[DATA FOR PROCESSING — start]

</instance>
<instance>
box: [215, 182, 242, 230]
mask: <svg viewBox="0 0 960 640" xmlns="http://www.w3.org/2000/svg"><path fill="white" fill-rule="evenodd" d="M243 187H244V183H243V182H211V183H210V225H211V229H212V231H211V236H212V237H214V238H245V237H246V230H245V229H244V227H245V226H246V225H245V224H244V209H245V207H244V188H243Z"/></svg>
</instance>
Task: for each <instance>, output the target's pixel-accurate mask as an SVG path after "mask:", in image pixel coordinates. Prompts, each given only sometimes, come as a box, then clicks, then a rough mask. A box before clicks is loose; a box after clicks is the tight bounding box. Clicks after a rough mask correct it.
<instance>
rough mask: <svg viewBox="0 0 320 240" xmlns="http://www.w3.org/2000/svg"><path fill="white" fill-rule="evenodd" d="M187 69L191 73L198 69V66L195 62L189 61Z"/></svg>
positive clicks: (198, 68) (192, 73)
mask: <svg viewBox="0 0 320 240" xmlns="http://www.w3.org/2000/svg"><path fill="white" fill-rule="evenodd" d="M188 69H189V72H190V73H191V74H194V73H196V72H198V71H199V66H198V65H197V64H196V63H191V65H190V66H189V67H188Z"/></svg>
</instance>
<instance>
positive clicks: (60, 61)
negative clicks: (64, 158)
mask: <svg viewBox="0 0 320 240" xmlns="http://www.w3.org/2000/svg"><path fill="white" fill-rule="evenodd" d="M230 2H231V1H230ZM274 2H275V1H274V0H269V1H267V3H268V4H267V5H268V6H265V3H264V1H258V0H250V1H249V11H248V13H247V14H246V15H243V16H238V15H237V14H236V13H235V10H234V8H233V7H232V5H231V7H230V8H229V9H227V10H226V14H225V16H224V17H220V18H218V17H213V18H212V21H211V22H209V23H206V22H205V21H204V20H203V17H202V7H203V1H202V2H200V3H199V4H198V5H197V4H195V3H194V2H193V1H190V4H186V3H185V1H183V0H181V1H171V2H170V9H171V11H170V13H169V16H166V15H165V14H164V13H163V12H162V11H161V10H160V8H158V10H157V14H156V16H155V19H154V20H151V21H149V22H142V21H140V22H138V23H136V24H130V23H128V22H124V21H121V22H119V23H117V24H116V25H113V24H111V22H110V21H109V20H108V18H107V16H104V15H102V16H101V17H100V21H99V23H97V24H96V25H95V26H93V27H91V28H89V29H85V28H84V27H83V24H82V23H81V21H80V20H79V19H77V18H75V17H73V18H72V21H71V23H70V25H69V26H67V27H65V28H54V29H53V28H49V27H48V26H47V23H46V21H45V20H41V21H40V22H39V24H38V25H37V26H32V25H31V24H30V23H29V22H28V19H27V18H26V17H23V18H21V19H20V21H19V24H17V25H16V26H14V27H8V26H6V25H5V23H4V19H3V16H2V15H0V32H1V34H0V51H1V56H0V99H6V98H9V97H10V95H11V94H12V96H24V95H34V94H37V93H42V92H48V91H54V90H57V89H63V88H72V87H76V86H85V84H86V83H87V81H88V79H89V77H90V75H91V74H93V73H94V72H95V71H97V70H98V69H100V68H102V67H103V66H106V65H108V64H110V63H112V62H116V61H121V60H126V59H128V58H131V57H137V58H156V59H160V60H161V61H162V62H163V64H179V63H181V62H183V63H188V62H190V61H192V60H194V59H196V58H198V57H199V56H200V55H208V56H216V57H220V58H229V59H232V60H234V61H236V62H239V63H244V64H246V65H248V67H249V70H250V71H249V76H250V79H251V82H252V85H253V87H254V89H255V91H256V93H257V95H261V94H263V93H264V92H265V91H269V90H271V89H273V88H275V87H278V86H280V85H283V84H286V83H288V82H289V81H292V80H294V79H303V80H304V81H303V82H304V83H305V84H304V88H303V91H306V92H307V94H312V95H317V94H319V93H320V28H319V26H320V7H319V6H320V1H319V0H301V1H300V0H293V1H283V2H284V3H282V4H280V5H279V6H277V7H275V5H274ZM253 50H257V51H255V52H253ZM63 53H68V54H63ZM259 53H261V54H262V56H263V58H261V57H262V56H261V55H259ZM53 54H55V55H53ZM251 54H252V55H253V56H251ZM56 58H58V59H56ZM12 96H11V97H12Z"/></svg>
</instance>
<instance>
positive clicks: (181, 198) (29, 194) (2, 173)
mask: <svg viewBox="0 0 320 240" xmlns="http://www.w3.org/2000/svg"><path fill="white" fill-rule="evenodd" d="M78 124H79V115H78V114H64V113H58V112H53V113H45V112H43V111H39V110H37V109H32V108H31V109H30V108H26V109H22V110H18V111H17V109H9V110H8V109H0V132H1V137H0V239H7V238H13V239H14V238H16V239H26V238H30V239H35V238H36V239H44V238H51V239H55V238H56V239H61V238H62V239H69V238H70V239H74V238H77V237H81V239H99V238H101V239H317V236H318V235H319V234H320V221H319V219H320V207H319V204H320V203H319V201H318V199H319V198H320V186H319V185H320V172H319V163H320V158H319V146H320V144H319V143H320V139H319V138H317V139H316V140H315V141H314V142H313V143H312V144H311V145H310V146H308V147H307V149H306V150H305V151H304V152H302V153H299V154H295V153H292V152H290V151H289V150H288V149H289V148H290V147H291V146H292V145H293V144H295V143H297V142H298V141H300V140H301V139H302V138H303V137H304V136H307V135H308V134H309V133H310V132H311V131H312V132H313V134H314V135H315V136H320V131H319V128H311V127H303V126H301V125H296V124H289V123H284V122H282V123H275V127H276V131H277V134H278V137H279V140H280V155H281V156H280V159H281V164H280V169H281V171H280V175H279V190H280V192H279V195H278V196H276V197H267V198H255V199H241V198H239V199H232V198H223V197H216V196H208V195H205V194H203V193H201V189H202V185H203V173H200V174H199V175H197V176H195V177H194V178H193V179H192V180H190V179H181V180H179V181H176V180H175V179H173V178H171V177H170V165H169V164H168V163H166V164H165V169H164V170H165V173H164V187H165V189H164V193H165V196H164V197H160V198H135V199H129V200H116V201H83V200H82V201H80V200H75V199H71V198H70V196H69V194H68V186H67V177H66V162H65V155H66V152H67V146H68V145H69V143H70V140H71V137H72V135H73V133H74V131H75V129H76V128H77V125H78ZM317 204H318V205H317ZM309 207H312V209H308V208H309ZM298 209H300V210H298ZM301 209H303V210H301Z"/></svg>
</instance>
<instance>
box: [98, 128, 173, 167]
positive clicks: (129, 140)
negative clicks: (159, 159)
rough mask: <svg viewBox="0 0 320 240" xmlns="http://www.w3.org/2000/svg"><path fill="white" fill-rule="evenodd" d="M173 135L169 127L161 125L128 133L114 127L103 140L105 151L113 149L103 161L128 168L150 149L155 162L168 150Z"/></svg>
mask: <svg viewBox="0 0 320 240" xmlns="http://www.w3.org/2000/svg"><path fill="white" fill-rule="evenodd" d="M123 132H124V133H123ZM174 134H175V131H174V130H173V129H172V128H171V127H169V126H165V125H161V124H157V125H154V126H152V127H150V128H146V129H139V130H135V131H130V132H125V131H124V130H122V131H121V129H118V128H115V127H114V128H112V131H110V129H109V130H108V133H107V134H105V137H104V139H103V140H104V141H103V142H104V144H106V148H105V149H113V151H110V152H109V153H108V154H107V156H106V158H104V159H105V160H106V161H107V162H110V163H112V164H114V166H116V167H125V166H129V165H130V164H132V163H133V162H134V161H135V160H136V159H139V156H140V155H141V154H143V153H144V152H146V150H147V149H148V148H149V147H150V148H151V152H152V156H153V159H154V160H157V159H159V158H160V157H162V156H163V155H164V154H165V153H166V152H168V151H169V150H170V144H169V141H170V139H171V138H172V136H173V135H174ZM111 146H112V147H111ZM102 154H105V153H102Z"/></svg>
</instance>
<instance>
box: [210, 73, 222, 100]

[DATA FOR PROCESSING — finish]

## EXERCISE AIM
Up to and including the line with "positive clicks: (60, 61)", please return the records exactly, beginning from their first line.

## ANSWER
</instance>
<instance>
box: [215, 182, 242, 230]
mask: <svg viewBox="0 0 960 640" xmlns="http://www.w3.org/2000/svg"><path fill="white" fill-rule="evenodd" d="M243 187H244V183H243V182H211V183H210V225H211V229H212V231H211V236H212V237H214V238H245V237H246V230H245V229H244V227H245V226H246V225H245V224H244V209H245V207H244V188H243Z"/></svg>
</instance>
Task: for each <instance>, output the target's pixel-accurate mask as an SVG path after "mask:", in image pixel coordinates. Prompts, each given only sometimes, come as a box, then clicks, then a rough mask. A box before clicks is loose; a box after clicks is the tight bounding box. Clicks after a rough mask correct it.
<instance>
rough mask: <svg viewBox="0 0 320 240" xmlns="http://www.w3.org/2000/svg"><path fill="white" fill-rule="evenodd" d="M187 69L191 73L198 69V66L195 62L189 61Z"/></svg>
positive clicks: (198, 68) (192, 73)
mask: <svg viewBox="0 0 320 240" xmlns="http://www.w3.org/2000/svg"><path fill="white" fill-rule="evenodd" d="M188 69H189V72H190V73H191V74H194V73H196V72H198V71H199V66H198V65H197V64H196V63H191V65H190V66H189V67H188Z"/></svg>
</instance>
<instance>
positive clicks: (60, 61)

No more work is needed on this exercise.